Report each line in the entries below that contains the word "query", copying the whole line. Only count matches whose case agrees.

**EXTRACTED MATERIAL**
[start]

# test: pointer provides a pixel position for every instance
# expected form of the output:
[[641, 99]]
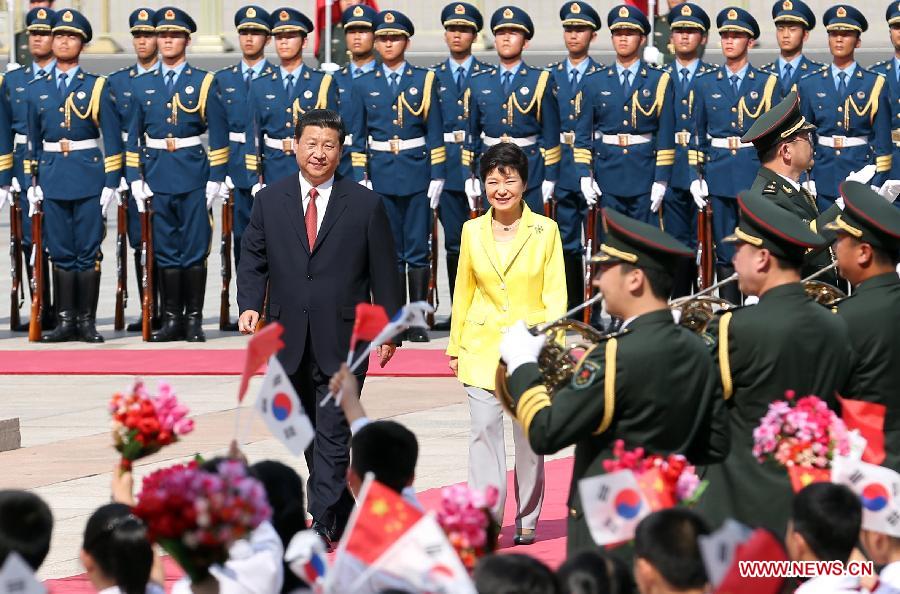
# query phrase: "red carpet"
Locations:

[end]
[start]

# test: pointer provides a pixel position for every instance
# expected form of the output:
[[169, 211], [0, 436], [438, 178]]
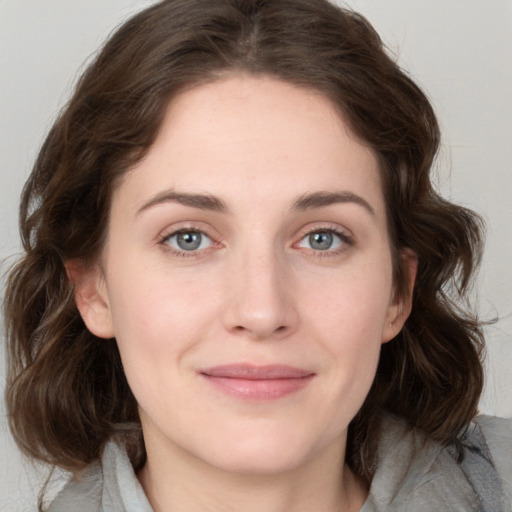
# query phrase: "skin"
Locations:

[end]

**RESULT**
# query phrase: "red carpet"
# query phrase: "skin"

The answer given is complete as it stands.